§ **Directions**
Render the stretch of the records from the line containing "Task: a point for each instance of the red" through the line containing "pixel 1032 390", both included, as a Markdown table with the columns Row and Entry. Number each row and omit blank lines.

§ **Extracted material**
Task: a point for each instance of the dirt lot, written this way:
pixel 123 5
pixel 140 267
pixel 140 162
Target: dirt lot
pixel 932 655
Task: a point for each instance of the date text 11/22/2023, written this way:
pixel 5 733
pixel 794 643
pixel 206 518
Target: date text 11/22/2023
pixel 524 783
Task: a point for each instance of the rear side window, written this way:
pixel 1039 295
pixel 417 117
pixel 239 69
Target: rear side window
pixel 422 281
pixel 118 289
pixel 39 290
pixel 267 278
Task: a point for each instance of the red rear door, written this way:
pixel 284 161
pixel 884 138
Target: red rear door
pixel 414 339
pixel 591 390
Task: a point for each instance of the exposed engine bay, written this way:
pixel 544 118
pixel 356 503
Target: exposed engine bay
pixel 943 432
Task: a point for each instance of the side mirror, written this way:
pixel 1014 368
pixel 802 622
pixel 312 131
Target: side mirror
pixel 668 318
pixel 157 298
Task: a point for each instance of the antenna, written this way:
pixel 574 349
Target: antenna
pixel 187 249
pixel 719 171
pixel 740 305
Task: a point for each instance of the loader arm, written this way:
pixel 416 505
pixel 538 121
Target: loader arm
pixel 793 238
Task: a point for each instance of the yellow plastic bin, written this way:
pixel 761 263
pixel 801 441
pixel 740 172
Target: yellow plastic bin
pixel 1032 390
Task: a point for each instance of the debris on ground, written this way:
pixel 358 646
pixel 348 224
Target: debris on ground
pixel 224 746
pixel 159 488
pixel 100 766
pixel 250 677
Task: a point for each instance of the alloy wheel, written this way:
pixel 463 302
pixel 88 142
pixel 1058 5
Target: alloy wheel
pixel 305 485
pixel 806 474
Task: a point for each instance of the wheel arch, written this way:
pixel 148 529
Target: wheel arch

§ **Result of this task**
| Row | Entry |
|---|---|
| 1 | Task: a point for each instance of the red rear door, written this way: |
| 2 | pixel 284 161 |
| 3 | pixel 884 138 |
| 4 | Target: red rear door |
| 5 | pixel 414 339 |
| 6 | pixel 591 390 |
| 7 | Task: a point for each instance of the exposed engine bay, written this way: |
| 8 | pixel 544 118 |
| 9 | pixel 356 503 |
| 10 | Target: exposed engine bay |
| 11 | pixel 943 432 |
| 12 | Task: a point for each instance of the side mirror, written this way: |
| 13 | pixel 1014 368 |
| 14 | pixel 802 622 |
| 15 | pixel 312 131 |
| 16 | Target: side mirror |
| 17 | pixel 668 318 |
| 18 | pixel 157 298 |
| 19 | Task: a point for each instance of the antenna, written this way: |
| 20 | pixel 574 349 |
| 21 | Target: antenna |
| 22 | pixel 187 249 |
| 23 | pixel 719 171 |
| 24 | pixel 740 305 |
| 25 | Task: a point for each instance of the loader arm, written this way: |
| 26 | pixel 416 505 |
| 27 | pixel 538 121 |
| 28 | Target: loader arm |
| 29 | pixel 793 238 |
| 30 | Task: a point for each instance of the yellow plastic bin, written this way: |
| 31 | pixel 761 263 |
| 32 | pixel 801 441 |
| 33 | pixel 740 172 |
| 34 | Target: yellow plastic bin |
| 35 | pixel 1032 390 |